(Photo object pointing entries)
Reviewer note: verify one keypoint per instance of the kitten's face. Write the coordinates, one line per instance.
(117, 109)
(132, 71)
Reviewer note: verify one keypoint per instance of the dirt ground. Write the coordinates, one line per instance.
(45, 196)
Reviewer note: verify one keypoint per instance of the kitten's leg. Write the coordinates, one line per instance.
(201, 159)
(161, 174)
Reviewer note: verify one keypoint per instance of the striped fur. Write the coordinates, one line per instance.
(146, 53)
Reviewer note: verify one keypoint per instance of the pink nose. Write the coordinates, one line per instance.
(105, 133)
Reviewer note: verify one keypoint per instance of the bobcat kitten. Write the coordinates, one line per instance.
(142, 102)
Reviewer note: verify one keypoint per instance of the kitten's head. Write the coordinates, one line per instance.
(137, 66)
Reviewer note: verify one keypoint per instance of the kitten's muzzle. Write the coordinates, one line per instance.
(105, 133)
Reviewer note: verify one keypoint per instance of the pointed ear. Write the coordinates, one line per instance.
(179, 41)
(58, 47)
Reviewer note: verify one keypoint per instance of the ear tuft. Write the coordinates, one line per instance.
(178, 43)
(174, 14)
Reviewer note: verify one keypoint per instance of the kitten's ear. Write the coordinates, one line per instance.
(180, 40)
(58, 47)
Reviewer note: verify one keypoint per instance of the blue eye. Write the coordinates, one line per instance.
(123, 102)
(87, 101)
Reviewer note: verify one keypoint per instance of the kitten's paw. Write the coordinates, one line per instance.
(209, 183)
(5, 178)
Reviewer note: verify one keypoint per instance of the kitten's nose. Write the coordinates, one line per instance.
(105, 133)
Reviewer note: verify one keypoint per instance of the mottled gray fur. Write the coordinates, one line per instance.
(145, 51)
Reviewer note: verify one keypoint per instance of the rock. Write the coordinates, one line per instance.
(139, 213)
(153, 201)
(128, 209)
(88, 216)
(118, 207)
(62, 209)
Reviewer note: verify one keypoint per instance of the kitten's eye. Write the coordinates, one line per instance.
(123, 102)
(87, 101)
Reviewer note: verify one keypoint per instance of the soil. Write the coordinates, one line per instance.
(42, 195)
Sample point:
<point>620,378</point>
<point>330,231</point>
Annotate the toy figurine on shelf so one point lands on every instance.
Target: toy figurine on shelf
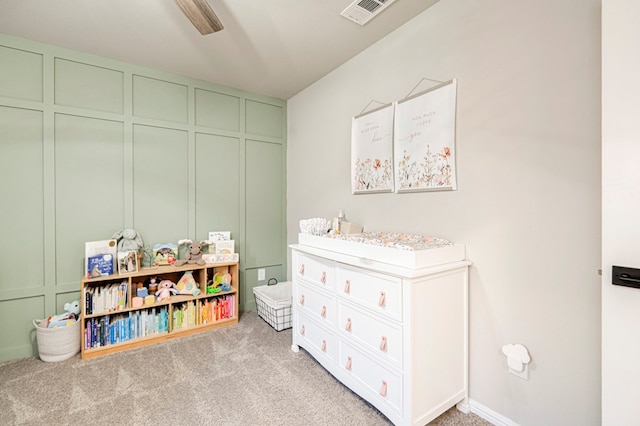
<point>165,288</point>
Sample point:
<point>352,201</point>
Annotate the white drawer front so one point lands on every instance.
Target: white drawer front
<point>381,338</point>
<point>315,270</point>
<point>316,304</point>
<point>379,292</point>
<point>383,384</point>
<point>320,342</point>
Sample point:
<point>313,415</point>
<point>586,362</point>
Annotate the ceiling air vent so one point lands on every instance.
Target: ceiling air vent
<point>362,11</point>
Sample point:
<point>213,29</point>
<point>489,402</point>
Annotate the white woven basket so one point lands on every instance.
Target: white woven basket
<point>57,344</point>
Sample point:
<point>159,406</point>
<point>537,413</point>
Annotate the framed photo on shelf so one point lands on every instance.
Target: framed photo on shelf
<point>127,262</point>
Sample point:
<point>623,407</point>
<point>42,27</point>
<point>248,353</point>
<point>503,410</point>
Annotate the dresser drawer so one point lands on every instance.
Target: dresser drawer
<point>382,384</point>
<point>381,338</point>
<point>316,339</point>
<point>315,304</point>
<point>381,293</point>
<point>315,270</point>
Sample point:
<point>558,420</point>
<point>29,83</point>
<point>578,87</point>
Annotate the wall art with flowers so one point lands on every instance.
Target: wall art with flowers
<point>424,140</point>
<point>372,151</point>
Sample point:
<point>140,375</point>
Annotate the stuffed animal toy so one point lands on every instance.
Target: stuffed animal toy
<point>165,288</point>
<point>129,239</point>
<point>73,307</point>
<point>194,254</point>
<point>69,317</point>
<point>187,284</point>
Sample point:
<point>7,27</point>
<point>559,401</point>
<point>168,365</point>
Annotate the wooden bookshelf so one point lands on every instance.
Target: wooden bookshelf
<point>119,326</point>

PROBLEM DESCRIPTION>
Duplicate every line of the entries above word for word, leaving out the pictures.

RESULT FOR THIS EXERCISE>
Reviewer note: verify one keypoint per instance of the kitten's face. Write the coordinates, one line per instance.
(117, 109)
(132, 71)
Reviewer note: verify one keypoint per instance of the dirt ground. Write the coordinates, one line per instance.
(45, 196)
Reviewer note: verify one keypoint per instance of the kitten's leg. Write the coordinates, one line per instance.
(201, 159)
(161, 174)
Reviewer note: verify one keypoint per instance of the striped fur. Write the coordinates, one line per instance.
(146, 53)
Reviewer note: verify one keypoint per instance of the pink nose. Write the coordinates, one line per instance.
(105, 133)
Reviewer note: verify one keypoint per instance of the bobcat kitten. Write the coordinates, one line per instance.
(142, 102)
Reviewer note: verify one keypoint per instance of the kitten's head. Write the coordinates, one line per instance.
(137, 66)
Reviewer note: verify one keypoint per instance of the kitten's muzzle. Write the coordinates, one line per instance.
(105, 133)
Reviewer note: verify one keypoint per instance of the pointed ear. Write the coordinates, one line per instance.
(179, 41)
(58, 47)
Reviewer note: verify one keypoint per instance of the ear tuft. Write the coordinates, one line per instance.
(178, 43)
(174, 14)
Reviewer note: verify one keypoint per instance of the kitten's ear. Write the coordinates, one line per instance.
(180, 40)
(58, 47)
Reviewer note: verify one keypoint per instance of the blue eye. Write the coordinates, one line per instance.
(123, 102)
(87, 101)
Reviewer note: verify one keypoint per instance of the kitten's paw. Write the coordinates, one line per instance.
(209, 183)
(5, 178)
Reviewer note: verify one keypoint per instance of the kitten's nose. Write the coordinates, one line per instance.
(105, 133)
Reviewer note: verify one keypoint per instance of the mottled gray fur. Write the coordinates, one line per instance.
(145, 51)
Reviewer note: verify one keypoint per instance of the rock. Write the coordinates, one line per instance.
(139, 213)
(153, 201)
(128, 209)
(88, 216)
(118, 207)
(62, 209)
Reviewer note: verify one keypoint per instance of the kitten's eye. Write the coordinates, one line per instance.
(123, 102)
(87, 101)
Reviewer note: verify one keypoint per instance of the soil. Write the coordinates, one line per instance.
(42, 195)
Sample point:
<point>620,378</point>
<point>330,231</point>
Annotate the toy figurine on shelf so one point lands on every instance.
Target: toy figurine on shelf
<point>165,288</point>
Sample point:
<point>352,201</point>
Annotate the white drawer front so one point lands on every instance.
Target: white drawer front
<point>381,338</point>
<point>315,270</point>
<point>316,304</point>
<point>379,292</point>
<point>383,384</point>
<point>320,342</point>
Sample point:
<point>313,415</point>
<point>586,362</point>
Annotate the ceiling air vent so one point lands on every instance.
Target: ceiling air vent
<point>362,11</point>
Sample point:
<point>213,29</point>
<point>489,402</point>
Annotate the white woven basket so one point lands on every instance.
Target: white woven basket
<point>57,344</point>
Sample point:
<point>159,406</point>
<point>537,413</point>
Annotate the framed photo on shelf so one point lands on every instance.
Target: framed photo on shelf
<point>127,262</point>
Sample point:
<point>623,407</point>
<point>42,27</point>
<point>248,353</point>
<point>503,410</point>
Annotate the dresser drawer so one point lands on every instance.
Target: dresser drawer
<point>382,384</point>
<point>381,338</point>
<point>316,339</point>
<point>315,304</point>
<point>381,293</point>
<point>315,270</point>
Sample point:
<point>558,420</point>
<point>29,83</point>
<point>578,87</point>
Annotate the wall art with flowers so one point lands on every instance.
Target: wall art with flowers
<point>424,140</point>
<point>372,151</point>
Sample point:
<point>140,375</point>
Annotate the stuffed animal toy so one point lands on every instance.
Target: stuffed animal toy
<point>165,288</point>
<point>129,239</point>
<point>73,307</point>
<point>194,254</point>
<point>69,317</point>
<point>187,284</point>
Sample point:
<point>7,27</point>
<point>559,401</point>
<point>168,365</point>
Annotate the wooden bookshelf so one point lands on every instance.
Target: wooden bookshelf
<point>119,326</point>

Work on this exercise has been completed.